Survei Ke Tiongkok

Dalam pikiran kami, sebelum pergi menjadi utusan Injil sebaiknya melakukan survei paling tidak satu kali. Tujuannya adalah untuk memahami apa yang ada di sana dan apa yang akan kami lakukan. Dengan melihat kondisi dan situasi di daerah yang didoakan, kami akan memastikan apakah kami harus pergi atau tidak. Kami telah berdoa kurang lebih setahun, agar Tuhan mengizinkan kami survei ke Tiongkok.

Januari 2002, tim memutuskan agar saya survei ke Tiongkok pada bulan April 2002. Kami mempersiapkan diri untuk itu. Kami membatalkan sebagian pelayanan, juga menunda jadwal pelayanan yang sudah disepakati dengan beberapa gereja. Namun ketika mendekati waktunya, kami batal berangkat. Tidak ada uang untuk melakukan survei. Perasaan malu menekan kami -- terhadap gereja-gereja dan pihak-pihak yang selama ini mendoakan kami, karena kami telah menunda, bahkan membatalkan pelayanan kami di beberapa gereja, terutama pelayanan yang waktunya bersamaan dengan jadwal keberangkatan kami. Kami merasa bersalah dan disudutkan, serta dipermalukan dalam peristiwa ini. Kami tidak ingin menyalahkan siapa-siapa kecuali berkata di dalam diri: "Seandainya kami punya banyak uang, tentunya kami tidak akan mengalami peristiwa memalukan ini." Tidak jadi berangkat survei karena tidak ada dana.

Rencana semula untuk bisa berangkat survei adalah dengan cara mencari 15 orang yang mau mengikuti tur misi ke Tiongkok. Jika ada 15 orang, ada bonus 1 orang. Itulah bagian saya. Namun karena keterbatasan waktu untuk mencari peserta dan keterbatasan diri saya yang belum pernah ikut tur misi, hanya 2 orang yang saya dapatkan. Karena jumlah peserta tidak memenuhi target, saya tidak bisa berangkat survei. Kami kembali "terjebak" dengan pikiran dan usaha kami sendiri. Kami lupa bahwa Allah mengizinkan segala sesuatu terjadi untuk mendatangkan kebaikan bagi setiap orang yang percaya kepada-Nya (Roma 8:28). Hati ini berontak, namun kami sadar bahwa kalau Tuhan yang membuka jalan, tidak ada satu kekuatan pun yang mampu menutupnya. Sebaliknya, kalau Tuhan menutup jalan, tidak ada yang bisa membukanya. Kami mengerti hal ini, namun untuk menerima kenyataan pahit bukanlah perkara yang mudah.

**Informasi Tersedia:**
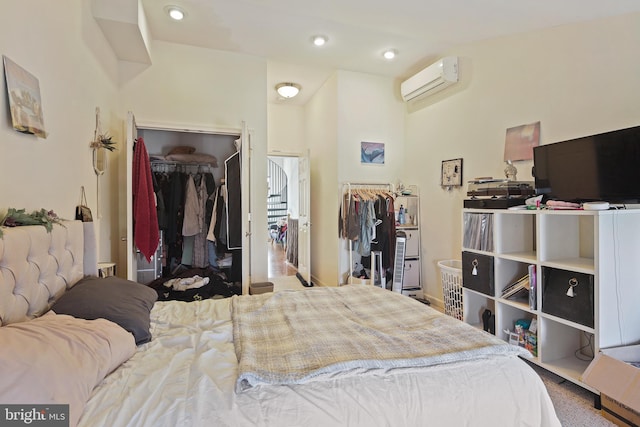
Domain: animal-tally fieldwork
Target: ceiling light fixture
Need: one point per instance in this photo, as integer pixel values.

**Perintah Tugas:** Ganti "utusan Injil" dengan "misionaris", lalu tulis kembali bagian teks tentang survei ke Tiongkok mulai dari "Dalam pikiran kami, sebelum" sampai dengan "survei ke Tiongkok.".

**Hasil Jawaban:**
Dalam pikiran kami, sebelum pergi menjadi misionaris sebaiknya melakukan survei paling tidak satu kali. Tujuannya adalah untuk memahami apa yang ada di sana dan apa yang akan kami lakukan. Dengan melihat kondisi dan situasi di daerah yang didoakan, kami akan memastikan apakah kami harus pergi atau tidak. Kami telah berdoa kurang lebih setahun, agar Tuhan mengizinkan kami survei ke Tiongkok.